- _DIRECTIONS FOR THIS TASK_: Convert the data below into a JSON list of strings, with one string per line and blank lines omitted.

- _MATERIAL TO PROCESS_:

+ + +

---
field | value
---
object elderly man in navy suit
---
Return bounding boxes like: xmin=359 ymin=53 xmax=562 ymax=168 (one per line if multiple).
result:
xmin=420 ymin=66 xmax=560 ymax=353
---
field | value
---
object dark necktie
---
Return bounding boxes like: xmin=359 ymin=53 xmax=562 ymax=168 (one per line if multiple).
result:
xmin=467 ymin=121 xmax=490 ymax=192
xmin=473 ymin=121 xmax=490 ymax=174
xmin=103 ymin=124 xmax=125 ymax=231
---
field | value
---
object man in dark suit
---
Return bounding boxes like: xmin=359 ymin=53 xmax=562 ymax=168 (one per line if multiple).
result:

+ + +

- _RESPONSE TO THE EXERCISE_:
[
  "---",
  "field | value",
  "---",
  "object elderly man in navy suit",
  "---",
  "Return bounding boxes like: xmin=359 ymin=53 xmax=562 ymax=168 (one per line if multiple).",
  "result:",
  "xmin=420 ymin=66 xmax=560 ymax=353",
  "---",
  "field | value",
  "---",
  "object dark necktie",
  "---",
  "Return bounding boxes like: xmin=359 ymin=53 xmax=562 ymax=168 (one per line if multiple).",
  "result:",
  "xmin=467 ymin=121 xmax=490 ymax=192",
  "xmin=473 ymin=121 xmax=490 ymax=174",
  "xmin=103 ymin=124 xmax=125 ymax=231",
  "---",
  "field | value",
  "---",
  "object man in dark suit",
  "---",
  "Return bounding boxes like: xmin=359 ymin=53 xmax=562 ymax=168 (one per line if multiple).",
  "result:"
]